— START SUPPLIED TEXT —
The will represents the combined spiritual, mental, and nervous forces brought to bear upon mind and body to direct them in the channels of choice and conscientious conviction.

The will may be said to hear the voice of conscience and to receive the insinuations of evil. It is the clearing-house of the soul in the struggle between mind and matter. The will represents the supreme conclusions and the final effort of the mind, and it should be remembered that merely wishing is not willing. The will is the battle-ground of character formation. The will represents to the mind what the sum total does to a column of figures. It is the masterbuilder of character and the architect of eternal destiny.

Man is not a mere machine, not even an intelligent machine. Machines can perform only the work for which they are constructed, they are not responsible. Man is in the highest sense responsible for his acts and habits; he has a will and possesses the power of choice. The majority of animals are quite dependent upon their instincts and on the stimuli which reach their brains from the sensory nerves, but man is able, in measure, to direct himself according to the choosing of his own will. While reason may be the highest act of the mind itself, practical experience goes to prove that reason, in fact the entire mind, is ever subservient to that mighty sovereign of the personality the will.
— END SUPPLIED TEXT —
#### PARTS OF THE EXERCISE:
[a] Count the lines in the rows below that contain the string "railing", and reply with that number only.
[b] Write what comes next in the passage about the will, following on from its final sentence.
— START DATA IN THIS EXERCISE —
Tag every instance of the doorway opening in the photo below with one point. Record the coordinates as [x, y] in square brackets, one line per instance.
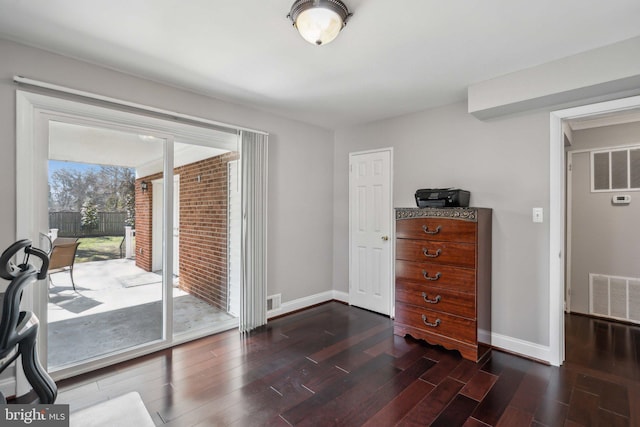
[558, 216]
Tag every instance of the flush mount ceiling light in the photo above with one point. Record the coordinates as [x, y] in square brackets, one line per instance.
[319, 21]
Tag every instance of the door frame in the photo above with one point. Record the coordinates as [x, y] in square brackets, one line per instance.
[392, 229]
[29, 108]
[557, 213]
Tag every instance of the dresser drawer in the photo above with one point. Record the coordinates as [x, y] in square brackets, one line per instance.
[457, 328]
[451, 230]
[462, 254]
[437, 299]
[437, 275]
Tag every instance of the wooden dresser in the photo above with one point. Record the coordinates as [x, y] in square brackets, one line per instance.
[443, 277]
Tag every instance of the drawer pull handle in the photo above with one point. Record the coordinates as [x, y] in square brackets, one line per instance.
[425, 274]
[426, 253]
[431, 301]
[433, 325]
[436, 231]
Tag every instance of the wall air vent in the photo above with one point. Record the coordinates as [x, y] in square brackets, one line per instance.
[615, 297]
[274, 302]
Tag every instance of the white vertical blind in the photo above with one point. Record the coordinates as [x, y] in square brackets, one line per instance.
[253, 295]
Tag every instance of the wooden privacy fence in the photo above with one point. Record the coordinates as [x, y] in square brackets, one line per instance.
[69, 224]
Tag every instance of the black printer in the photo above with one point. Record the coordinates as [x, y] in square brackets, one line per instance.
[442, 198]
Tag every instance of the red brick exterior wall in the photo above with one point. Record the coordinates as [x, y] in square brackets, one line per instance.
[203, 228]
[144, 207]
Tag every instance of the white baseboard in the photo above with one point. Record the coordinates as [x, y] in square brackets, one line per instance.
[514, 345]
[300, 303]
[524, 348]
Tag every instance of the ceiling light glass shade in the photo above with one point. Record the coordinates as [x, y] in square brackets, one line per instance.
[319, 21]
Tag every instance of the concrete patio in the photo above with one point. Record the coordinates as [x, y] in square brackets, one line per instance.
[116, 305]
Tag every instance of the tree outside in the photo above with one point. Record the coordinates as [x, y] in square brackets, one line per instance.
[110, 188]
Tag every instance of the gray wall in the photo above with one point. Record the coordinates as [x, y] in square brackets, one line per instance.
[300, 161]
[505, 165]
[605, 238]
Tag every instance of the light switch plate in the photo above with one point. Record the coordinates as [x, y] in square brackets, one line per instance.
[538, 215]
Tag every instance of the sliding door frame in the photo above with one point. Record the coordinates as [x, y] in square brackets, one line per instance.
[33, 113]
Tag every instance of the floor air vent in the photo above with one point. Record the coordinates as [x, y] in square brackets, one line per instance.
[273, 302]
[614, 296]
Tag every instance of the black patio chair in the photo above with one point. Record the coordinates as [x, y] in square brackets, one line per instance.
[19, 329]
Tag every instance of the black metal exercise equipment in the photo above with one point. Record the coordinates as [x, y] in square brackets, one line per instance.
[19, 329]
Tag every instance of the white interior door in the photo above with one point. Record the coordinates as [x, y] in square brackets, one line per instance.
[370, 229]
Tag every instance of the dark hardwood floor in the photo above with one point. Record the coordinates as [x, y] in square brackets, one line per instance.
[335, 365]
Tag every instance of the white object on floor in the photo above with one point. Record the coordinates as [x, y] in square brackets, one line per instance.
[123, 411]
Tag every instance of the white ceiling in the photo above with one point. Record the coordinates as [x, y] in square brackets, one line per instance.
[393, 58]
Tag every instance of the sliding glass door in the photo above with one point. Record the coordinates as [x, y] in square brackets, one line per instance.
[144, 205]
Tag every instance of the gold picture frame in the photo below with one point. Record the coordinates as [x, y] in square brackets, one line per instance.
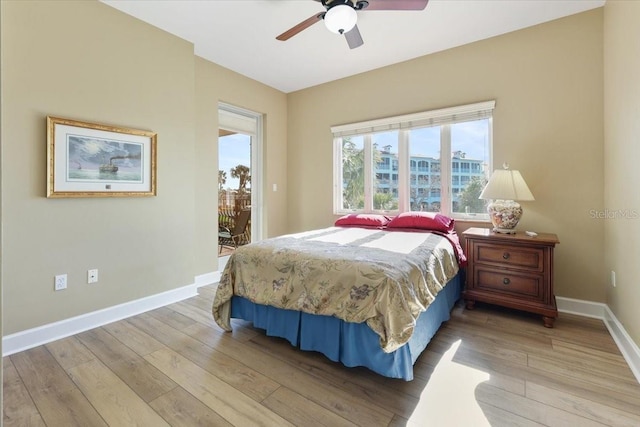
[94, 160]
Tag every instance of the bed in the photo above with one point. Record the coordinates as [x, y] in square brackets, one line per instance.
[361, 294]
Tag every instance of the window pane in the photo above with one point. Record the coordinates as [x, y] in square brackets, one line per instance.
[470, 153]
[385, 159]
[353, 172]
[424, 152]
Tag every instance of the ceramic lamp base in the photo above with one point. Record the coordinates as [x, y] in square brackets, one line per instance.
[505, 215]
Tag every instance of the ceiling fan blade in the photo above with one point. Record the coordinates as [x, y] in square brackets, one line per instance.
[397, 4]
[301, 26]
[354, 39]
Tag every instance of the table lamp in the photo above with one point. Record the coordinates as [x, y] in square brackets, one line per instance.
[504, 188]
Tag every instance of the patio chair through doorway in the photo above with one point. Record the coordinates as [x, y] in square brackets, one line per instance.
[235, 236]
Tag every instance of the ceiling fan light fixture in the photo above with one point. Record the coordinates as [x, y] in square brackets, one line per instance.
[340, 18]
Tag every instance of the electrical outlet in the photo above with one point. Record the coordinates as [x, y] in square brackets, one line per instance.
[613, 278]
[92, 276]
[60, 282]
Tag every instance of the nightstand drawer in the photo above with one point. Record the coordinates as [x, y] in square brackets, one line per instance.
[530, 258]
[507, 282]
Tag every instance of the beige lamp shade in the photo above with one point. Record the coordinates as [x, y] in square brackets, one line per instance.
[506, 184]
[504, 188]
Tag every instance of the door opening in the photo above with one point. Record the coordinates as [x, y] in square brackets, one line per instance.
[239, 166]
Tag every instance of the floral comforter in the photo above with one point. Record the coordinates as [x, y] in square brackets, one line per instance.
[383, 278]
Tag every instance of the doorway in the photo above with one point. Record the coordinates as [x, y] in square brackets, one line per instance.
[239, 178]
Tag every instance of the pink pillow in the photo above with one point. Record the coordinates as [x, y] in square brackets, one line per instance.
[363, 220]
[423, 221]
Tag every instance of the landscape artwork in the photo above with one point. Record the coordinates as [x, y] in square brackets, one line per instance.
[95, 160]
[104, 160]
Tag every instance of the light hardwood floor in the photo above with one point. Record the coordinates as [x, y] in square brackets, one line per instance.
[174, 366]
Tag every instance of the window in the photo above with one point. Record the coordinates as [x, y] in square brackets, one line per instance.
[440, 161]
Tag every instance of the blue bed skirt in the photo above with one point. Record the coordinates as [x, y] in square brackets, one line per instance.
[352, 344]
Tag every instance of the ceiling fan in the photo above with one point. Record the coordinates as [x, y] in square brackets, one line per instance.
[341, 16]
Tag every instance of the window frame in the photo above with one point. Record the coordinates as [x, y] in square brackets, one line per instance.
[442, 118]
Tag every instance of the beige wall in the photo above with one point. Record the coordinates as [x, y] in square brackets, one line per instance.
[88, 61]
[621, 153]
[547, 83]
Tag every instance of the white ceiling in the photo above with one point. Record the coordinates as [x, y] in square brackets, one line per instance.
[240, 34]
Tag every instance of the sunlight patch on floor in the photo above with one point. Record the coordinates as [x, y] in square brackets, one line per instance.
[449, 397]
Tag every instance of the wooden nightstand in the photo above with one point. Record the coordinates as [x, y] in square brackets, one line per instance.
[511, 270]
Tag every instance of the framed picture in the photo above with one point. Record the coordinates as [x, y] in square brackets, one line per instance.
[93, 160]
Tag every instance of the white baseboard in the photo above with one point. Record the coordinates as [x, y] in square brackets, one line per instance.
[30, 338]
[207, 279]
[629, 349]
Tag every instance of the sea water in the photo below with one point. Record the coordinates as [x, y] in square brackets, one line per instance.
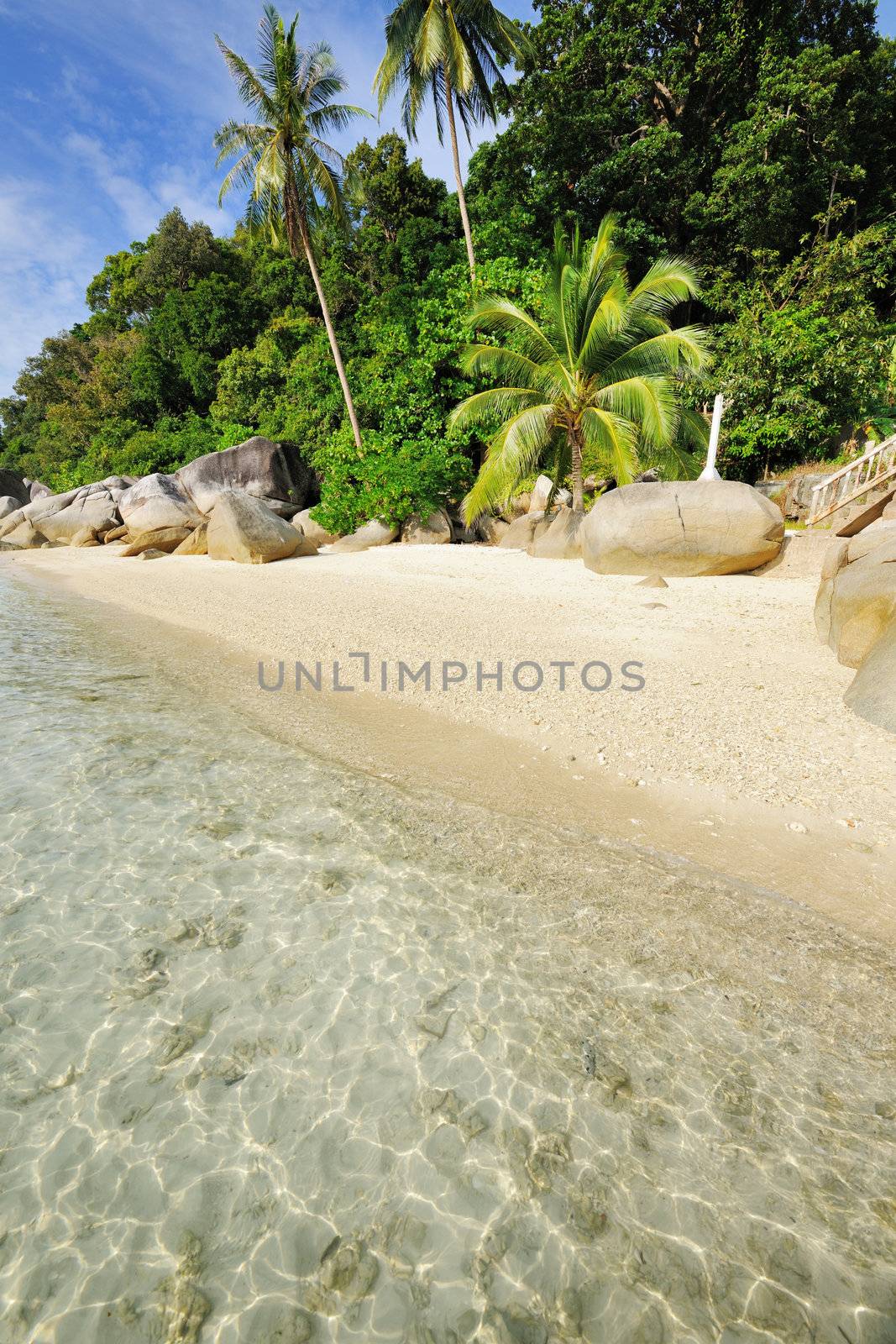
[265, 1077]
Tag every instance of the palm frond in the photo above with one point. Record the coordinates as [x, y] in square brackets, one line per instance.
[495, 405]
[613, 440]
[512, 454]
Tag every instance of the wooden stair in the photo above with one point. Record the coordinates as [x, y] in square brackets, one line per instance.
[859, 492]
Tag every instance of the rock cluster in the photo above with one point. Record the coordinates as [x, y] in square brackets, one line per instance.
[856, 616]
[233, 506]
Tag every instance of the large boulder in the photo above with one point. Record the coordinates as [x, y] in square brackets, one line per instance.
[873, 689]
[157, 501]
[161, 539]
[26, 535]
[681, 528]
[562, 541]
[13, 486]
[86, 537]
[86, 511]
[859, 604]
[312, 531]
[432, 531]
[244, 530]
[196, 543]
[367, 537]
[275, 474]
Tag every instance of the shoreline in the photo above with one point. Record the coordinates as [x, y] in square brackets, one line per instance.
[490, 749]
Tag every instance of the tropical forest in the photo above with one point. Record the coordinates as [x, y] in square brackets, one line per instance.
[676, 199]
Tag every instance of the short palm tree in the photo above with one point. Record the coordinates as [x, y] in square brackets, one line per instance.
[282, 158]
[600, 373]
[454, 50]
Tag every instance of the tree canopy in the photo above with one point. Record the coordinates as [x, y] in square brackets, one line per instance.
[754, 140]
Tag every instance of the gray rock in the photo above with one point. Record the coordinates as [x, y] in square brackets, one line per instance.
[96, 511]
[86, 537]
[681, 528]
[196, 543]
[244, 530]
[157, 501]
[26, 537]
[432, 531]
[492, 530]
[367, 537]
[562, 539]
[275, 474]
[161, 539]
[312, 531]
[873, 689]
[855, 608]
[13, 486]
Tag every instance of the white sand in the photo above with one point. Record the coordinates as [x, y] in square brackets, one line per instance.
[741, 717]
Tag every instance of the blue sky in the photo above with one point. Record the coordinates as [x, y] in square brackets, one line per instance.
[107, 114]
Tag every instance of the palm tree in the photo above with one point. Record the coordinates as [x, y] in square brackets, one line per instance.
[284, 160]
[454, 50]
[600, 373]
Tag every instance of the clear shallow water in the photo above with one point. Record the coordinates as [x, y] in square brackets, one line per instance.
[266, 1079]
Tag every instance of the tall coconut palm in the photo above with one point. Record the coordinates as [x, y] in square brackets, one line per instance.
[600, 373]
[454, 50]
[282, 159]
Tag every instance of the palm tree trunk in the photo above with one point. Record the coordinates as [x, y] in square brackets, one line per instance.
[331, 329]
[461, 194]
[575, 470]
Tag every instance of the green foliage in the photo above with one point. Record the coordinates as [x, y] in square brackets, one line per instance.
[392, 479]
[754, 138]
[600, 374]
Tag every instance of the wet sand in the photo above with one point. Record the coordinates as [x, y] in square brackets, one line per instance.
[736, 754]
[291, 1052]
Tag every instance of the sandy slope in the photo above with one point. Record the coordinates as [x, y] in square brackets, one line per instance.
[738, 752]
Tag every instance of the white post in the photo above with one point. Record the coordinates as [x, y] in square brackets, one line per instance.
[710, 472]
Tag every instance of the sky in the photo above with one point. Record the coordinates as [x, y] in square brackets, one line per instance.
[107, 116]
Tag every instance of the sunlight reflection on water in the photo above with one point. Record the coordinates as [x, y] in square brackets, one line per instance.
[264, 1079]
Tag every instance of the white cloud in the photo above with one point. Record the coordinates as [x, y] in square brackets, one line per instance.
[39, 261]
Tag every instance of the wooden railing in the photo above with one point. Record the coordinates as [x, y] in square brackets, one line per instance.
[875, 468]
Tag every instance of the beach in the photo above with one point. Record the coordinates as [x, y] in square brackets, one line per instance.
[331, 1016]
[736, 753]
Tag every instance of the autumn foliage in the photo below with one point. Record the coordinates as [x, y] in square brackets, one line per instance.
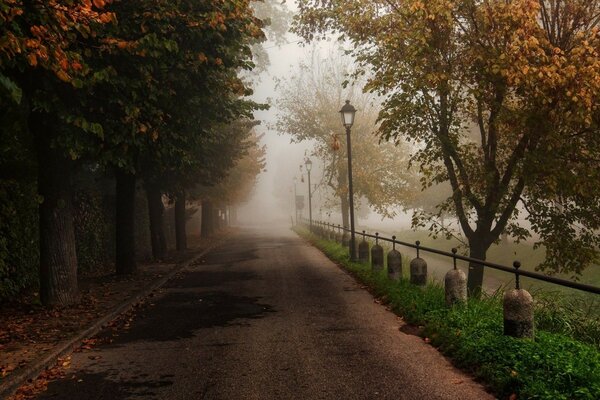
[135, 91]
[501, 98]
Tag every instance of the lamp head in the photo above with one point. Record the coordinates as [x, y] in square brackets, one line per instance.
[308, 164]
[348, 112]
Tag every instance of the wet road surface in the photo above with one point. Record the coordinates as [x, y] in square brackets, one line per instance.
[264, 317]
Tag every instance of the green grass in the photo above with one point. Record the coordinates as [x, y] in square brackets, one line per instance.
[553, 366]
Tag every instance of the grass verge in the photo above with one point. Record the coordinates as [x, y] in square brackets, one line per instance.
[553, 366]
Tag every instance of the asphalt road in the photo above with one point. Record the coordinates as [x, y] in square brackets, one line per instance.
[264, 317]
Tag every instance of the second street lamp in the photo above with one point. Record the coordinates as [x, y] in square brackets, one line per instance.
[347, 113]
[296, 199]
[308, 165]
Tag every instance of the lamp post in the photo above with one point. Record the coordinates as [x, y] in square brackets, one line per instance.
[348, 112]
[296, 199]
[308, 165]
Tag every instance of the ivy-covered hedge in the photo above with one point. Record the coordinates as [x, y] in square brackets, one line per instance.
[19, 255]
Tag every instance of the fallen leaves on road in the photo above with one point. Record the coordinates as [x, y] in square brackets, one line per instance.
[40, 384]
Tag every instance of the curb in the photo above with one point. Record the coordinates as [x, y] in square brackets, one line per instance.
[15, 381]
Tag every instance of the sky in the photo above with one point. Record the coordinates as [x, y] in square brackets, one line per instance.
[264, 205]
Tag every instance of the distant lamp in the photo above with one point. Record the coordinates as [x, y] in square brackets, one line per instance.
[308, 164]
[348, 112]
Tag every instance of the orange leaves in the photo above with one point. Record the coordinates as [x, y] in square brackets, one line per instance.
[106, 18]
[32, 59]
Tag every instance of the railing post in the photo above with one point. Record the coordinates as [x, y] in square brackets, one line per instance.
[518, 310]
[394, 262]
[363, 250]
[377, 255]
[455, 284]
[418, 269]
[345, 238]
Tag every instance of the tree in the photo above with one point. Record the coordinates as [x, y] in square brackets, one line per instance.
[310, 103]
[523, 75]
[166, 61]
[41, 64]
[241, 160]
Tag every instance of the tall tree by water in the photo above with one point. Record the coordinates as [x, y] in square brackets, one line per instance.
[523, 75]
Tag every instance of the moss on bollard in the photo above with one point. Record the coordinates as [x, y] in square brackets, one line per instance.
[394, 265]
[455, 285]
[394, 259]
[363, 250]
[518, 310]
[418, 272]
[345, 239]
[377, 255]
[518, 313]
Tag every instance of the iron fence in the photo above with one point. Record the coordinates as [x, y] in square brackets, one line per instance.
— END DATA IN THIS EXERCISE —
#### ANSWERS BELOW:
[a] 2

[b]
We may rent our minds for a consideration, we may let

out our intellects for hire, but no man ever leases his will to another. The will is inseparable from the personality. Reason is simply the attorney-general of the mind, appearing before the supreme court of the will. How frequently we see men who persistently hold on to certain opinions which are contrary to all reason. They will so to think, and, you may be sure, such persons will see to it that their servile reasoning powers furnish them with abundant, and, to themselves, satisfactory reasons for their positions.

No child is responsible for the thoughts which enter the mind, but all are responsible for the thoughts which are allowed to remain in the mind, for the will has complete and full jurisdiction over the entire intellect. The will can command the brain to think as it may direct, just as the mind possesses the power to direct the spinal cord to execute the physical movements which the brain may order. All of the mental powers are coördinate and cooperative, while the will stands out as the ranking officer of the whole intellect, wielding the combined powers of direction, decision and discipline.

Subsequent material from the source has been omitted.